Buradasınız
“Neyin Yoksa Ondan Sakın Vazgeçme Oğlum”
Ezilenlerin safında mücadele eden, şiirlerini ve oyunlarını işçi sınıfına adayan Bertolt Brecht, “Yarının Büyüklerine Şiirler” kitabında, beşiğinin başucunda oğluna seslenen bir ananın ninnisine yer verir. Geçmişten bugüne ninniler, çocukların uykuya dalması veya ağlayan bir bebeğin dinginleşmesi için söylenir. Fakat bu ananın söylediği ninni farklıdır. Yavrusunu uyutmak değil, hayatın zorluklarına ve bunlar karşısında mücadeleye hazırlamak isteyen sözlerle bezelidir. “…Anan sana derken, oğlum, önünde seni bekleyen yaşam/ vebadan da beter olacak, kulak ver ananın bu sözüne/ ama ben seni taşımadım karnımda, oğlum,/ günün birinde sessizce bütün bunlara katlanasın diye.”

Verilen Görev 1:
Ninni yazısına göre, Brecht'in kitabındaki ananın ninnisini öteki ninnilerden ayıran nedir? Bir ila üç cümleyle açıklayın.
Verilen Görev 2:
Ninni yazısını son cümlesinden sonra sürdürün.

Veriler:
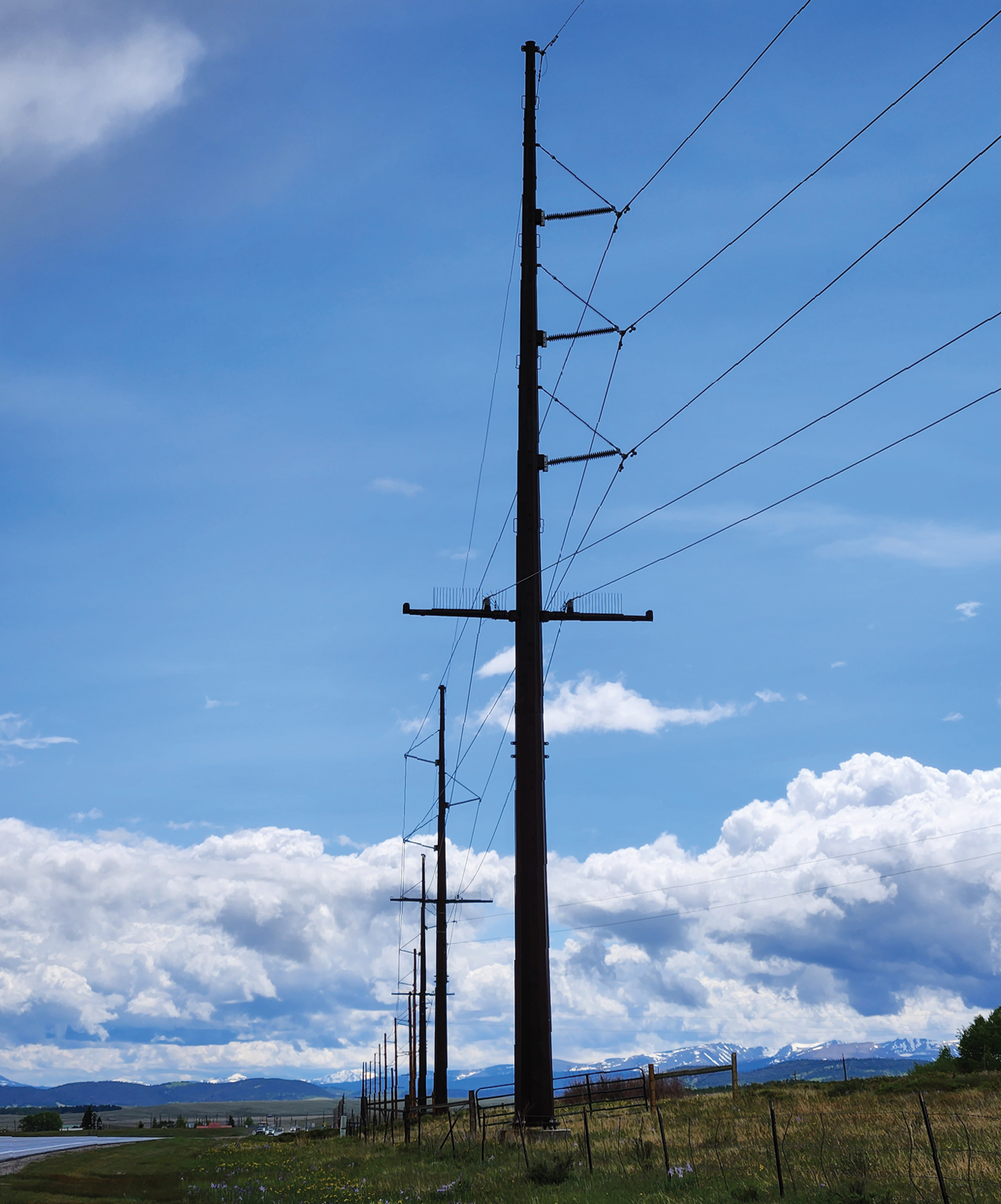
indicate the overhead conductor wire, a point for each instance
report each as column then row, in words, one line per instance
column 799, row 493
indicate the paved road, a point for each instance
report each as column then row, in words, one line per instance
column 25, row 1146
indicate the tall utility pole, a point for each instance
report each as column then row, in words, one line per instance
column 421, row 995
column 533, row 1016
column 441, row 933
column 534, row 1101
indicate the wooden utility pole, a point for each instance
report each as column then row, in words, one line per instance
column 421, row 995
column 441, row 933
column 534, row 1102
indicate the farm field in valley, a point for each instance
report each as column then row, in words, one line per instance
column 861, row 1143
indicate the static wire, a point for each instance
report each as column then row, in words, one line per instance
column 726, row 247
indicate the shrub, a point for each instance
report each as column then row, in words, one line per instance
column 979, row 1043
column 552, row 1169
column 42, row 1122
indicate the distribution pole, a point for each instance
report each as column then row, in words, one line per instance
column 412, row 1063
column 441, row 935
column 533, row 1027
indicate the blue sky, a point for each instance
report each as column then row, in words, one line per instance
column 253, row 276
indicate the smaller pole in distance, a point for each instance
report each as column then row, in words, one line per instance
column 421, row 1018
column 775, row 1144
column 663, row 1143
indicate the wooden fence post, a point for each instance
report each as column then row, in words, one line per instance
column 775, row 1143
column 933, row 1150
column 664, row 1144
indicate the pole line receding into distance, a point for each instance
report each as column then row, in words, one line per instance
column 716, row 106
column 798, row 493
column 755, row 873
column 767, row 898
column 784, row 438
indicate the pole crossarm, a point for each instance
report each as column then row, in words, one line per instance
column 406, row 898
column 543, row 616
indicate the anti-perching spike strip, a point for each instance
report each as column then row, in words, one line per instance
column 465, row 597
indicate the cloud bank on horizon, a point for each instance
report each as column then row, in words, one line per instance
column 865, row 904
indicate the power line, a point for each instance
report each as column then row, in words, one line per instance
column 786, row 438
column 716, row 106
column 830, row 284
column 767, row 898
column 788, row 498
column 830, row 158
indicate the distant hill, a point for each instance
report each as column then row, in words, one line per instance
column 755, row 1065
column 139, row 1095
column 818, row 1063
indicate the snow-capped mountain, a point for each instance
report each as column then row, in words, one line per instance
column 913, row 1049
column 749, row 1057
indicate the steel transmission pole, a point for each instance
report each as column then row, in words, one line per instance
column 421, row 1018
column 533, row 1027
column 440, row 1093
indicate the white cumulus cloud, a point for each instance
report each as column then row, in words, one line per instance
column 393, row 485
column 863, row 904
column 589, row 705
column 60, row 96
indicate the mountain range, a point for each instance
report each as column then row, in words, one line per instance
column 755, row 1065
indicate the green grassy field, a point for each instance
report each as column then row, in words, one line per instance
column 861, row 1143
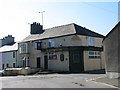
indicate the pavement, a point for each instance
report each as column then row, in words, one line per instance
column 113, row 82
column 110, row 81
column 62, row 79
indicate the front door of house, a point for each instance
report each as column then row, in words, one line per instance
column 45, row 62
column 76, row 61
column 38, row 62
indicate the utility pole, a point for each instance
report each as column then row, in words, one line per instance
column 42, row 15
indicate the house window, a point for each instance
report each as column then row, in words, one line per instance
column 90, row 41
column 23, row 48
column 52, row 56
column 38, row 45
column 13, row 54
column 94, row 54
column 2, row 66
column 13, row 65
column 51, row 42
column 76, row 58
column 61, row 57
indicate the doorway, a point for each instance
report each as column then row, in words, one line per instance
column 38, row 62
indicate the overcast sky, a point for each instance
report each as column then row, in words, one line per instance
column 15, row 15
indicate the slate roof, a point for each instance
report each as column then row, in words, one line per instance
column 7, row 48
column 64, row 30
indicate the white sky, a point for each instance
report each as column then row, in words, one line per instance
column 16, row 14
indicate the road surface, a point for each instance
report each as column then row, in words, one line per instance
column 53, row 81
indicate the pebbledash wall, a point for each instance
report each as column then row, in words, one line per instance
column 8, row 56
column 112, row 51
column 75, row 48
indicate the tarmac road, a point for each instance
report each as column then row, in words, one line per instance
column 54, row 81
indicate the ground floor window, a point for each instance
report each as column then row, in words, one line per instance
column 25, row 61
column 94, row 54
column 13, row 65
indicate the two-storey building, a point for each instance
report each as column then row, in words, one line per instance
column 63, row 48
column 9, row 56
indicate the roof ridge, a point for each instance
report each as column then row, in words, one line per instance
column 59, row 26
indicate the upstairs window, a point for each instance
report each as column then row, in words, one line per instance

Görev Sonucu 1:
Ninniler çoğunlukla çocuğu uyutmak ya da ağlayan bebeği dinginleştirmek için söylenir. Bu ananın ninnisinin amacı ise yavrusunu uyutmak değildir. Sözleri onu hayatın zorluklarına ve bunlara karşı mücadeleye hazırlamaya yöneliktir.

Görev Sonucu 2:
Gerçekten de emekçi sınıfların oğulları, kızları için yaşam zorluklarla dolu, gelecek belirsizliklerle dolu ve kaygı verici. Kapitalist düzenin efendileriyse nedeni oldukları yoksulluğa, işsizliğe, felaketlere, savaşlara bile sessiz sedasız katlanmamızı isterler. Daha güzel bir yaşam istememizi ve o yaşam uğrunda mücadele etmemizi engellemeye çalışırlar. İşte bu nedenle Brecht’in dizelerinde ana oğluna şu öğüdü verir: “Neyin yoksa ondan sakın vazgeçme, oğlum, sana vermediklerini almaya bak kendin.”
Bir annenin evladına neyi varsa ona bencilce sahip çıkmasını değil, neyi yoksa ondan vazgeçmemesini öğütleyen bu sözleri derin bir mana taşır. Çünkü öyle bir sistemde yaşıyoruz ki bugün insanlığın büyük bir özveriyle ürettiği tüm zenginlik sadece bir avuç kapitalistin, patronun elinde toplanıyor. Üretim toplumun ihtiyaçları için değil kapitalistlerin sermayesi büyüsün diye yapılıyor. Toplumun çoğunluğunu oluşturan işçi sınıfı üretimin her aşamasında yer alıyor ama üretimde söz sahibi olamadığı gibi yarattığı zenginlikten pay alamıyor, en temel ihtiyaçlarını bile karşılayamıyor.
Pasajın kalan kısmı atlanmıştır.